Dataset rows on where objects appear:

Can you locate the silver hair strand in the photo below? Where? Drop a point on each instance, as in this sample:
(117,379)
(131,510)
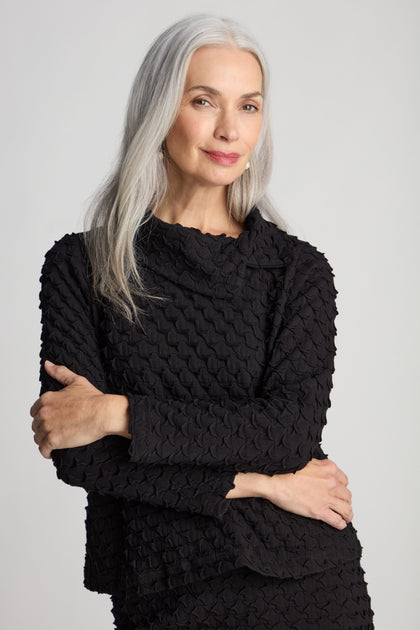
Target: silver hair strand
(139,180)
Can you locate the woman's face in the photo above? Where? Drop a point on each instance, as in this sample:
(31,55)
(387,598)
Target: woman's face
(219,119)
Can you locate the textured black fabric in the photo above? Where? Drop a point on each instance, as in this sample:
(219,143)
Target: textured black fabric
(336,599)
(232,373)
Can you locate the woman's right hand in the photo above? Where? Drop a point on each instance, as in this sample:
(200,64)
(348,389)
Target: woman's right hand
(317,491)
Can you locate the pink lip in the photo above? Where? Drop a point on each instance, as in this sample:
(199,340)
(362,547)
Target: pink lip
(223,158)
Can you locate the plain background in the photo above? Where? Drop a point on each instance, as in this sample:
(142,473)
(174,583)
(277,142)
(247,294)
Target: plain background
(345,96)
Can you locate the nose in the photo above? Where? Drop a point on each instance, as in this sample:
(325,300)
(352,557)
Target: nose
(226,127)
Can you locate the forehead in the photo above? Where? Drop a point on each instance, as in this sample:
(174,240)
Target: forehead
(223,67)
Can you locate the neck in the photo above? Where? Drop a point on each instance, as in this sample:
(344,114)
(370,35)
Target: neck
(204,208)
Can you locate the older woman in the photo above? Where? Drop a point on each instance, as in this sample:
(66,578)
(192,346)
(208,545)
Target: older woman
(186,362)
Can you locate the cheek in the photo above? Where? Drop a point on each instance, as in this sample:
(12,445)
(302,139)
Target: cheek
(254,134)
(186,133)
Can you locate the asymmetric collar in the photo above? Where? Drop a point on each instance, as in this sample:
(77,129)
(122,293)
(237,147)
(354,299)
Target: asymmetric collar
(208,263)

- [PROBLEM DETAILS]:
An exact transcription of all the entries is required, without the pictures.

- [SOLVED PROBLEM]:
Can you locate the silver hair strand in the photo below? Where? Drop a point on each instance, as in this sample:
(117,379)
(131,510)
Target: silver hair strand
(139,180)
Can you locate the woman's face in the photo above? Where? Drop a point on each instance, as in this sample:
(31,55)
(387,598)
Target: woman's face
(219,119)
Can you locate the textured black fabric in the photo above? Where? Drop a point on each instance, as in this sample:
(219,143)
Target: textured black fabric
(336,599)
(232,373)
Can you locate the woman's right hand in the photo above? Where? Drop a point on each instance, as in this sample:
(200,64)
(348,389)
Target: woman's right hand
(317,491)
Can you locate the pink lip in the photo above? Where? Drop a point on each instance, as in this sample:
(199,340)
(362,547)
Target: pink lip
(223,158)
Can you locate the plain background in the photo above? Where? Drop a point on each instance, as in this sample:
(142,473)
(174,583)
(277,142)
(247,294)
Target: plain background
(345,96)
Can you locate the nose in the photo above? Where? Drop a point on each instance, as in this sample:
(325,300)
(352,557)
Target: nose
(226,127)
Can you locate the forehead in the photo above? Where? Drop a point on each instance, as in this sample:
(174,240)
Target: forehead
(223,67)
Can you locate the neck in the photo above? Where? Drop a point on each instance, as in this sample:
(344,114)
(370,35)
Target: neck
(204,208)
Can you locate the older woman in the photo above? Where? Drop a point on each instance, as in this sample:
(66,578)
(192,346)
(208,545)
Target: older woman
(186,362)
Can you locate the cheek in the photo above? Where? Drop a point on each instance, as in this sample:
(12,445)
(302,139)
Target: cheek
(254,134)
(186,133)
Can you locate the asymmetric collar in the photo above? Where? Drop a point on each instance, as in this sample:
(77,129)
(122,293)
(237,147)
(354,299)
Target: asymmetric collar
(208,263)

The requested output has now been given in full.